== STATED TASK 1 ==
Please reproduce the part of the Walton v. State opinion starting at "Walton v. State" and ending at "we deem important.", copying it word for word.
### QUOTED PASSAGE ###
Walton v. State

55 S.W. 566 | Tex. Crim. App. | 1900

Appellant was convicted of the theft of cattle, and his punishment assessed at confinement in the penitentiary for a term of two years; and he prosecutes this appeal. A number of errors are assigned, but we will only discuss such as we deem important.

Appellant made a motion to quash the indictment, which contained two counts, — one for theft, and the other for receiving stolen property. The motion to quash the first count is based upon an insufficient description of the cattle; and that of the second count, because of the failure to allege that appellant fraudulently received and concealed said cattle. The court refused to quash the indictment, but gave in charge to the jury only the first count, for theft. We do not believe the motion was well taken as to either of said counts. The description of the cattle in the first count was "twenty head of cattle." This was sufficient. Coward v. State, 24 Texas Crim. App., 590, and authorities cited in White's Penal Code, sec. 1534. The objection urged to the second count was that same did not charge that it was done fraudulently. The indictment, as presented in the record, does *458 contain this allegation, and it is in accordance with the approved form as laid down by Judge Willson. Wills. Crim. Forms, sec. 512, and authorities there cited. Besides this, if it be conceded that the last count was bad, yet there was no possible error in the action of the court, for all the testimony adduced was admissible under the first count, to show the theft of said animals; and, when the court restricted the action of the jury to the first count, this was all appellant could ask.
### DATA LISTING ###
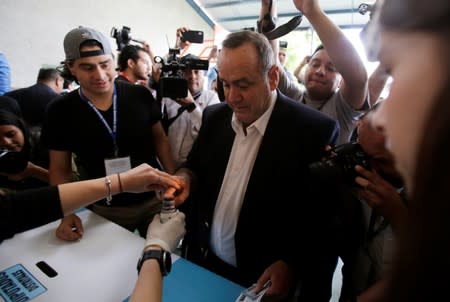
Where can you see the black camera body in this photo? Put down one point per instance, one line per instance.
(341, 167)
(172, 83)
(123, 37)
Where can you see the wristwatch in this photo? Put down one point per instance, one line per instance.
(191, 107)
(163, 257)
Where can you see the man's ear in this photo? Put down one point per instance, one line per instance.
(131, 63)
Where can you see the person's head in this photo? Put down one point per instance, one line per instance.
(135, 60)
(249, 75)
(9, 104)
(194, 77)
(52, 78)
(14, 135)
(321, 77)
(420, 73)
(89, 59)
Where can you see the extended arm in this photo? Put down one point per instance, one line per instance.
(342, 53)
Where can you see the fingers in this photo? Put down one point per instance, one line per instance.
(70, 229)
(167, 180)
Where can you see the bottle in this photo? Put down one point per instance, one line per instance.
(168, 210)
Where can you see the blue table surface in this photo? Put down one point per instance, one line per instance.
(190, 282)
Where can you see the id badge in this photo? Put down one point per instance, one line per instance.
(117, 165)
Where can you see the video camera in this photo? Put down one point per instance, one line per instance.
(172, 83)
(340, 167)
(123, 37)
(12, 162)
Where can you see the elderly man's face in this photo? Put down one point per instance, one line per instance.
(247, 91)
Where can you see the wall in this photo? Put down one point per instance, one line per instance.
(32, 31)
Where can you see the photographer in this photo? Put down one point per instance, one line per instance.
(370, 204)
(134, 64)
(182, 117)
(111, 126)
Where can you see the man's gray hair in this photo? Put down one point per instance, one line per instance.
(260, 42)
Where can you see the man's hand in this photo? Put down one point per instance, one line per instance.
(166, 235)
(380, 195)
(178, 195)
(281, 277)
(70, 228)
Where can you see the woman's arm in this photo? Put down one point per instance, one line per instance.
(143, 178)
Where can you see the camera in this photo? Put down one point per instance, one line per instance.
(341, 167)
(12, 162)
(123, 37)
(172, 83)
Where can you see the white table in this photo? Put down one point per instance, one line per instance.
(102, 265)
###
== STATED TASK 2 ==
Convert the lines of the records, starting at the line that contains "Where can you see the photographer" and ending at the last line of the records, into a JSON list of strings with one string per line. Include both of those lines and omit any blank lines.

== TASK ANSWER 1 ==
Walton v. State

55 S.W. 566 | Tex. Crim. App. | 1900

Appellant was convicted of the theft of cattle, and his punishment assessed at confinement in the penitentiary for a term of two years; and he prosecutes this appeal. A number of errors are assigned, but we will only discuss such as we deem important.

== TASK ANSWER 2 ==
[
  "Where can you see the photographer in this photo? Put down one point per instance, one line per instance.",
  "(370, 204)",
  "(134, 64)",
  "(182, 117)",
  "(111, 126)",
  "Where can you see the man's gray hair in this photo? Put down one point per instance, one line per instance.",
  "(260, 42)",
  "Where can you see the man's hand in this photo? Put down one point per instance, one line per instance.",
  "(166, 235)",
  "(380, 195)",
  "(178, 195)",
  "(281, 277)",
  "(70, 228)",
  "Where can you see the woman's arm in this photo? Put down one point per instance, one line per instance.",
  "(143, 178)",
  "Where can you see the camera in this photo? Put down one point per instance, one line per instance.",
  "(341, 167)",
  "(12, 162)",
  "(123, 37)",
  "(172, 83)",
  "Where can you see the white table in this photo? Put down one point per instance, one line per instance.",
  "(102, 265)"
]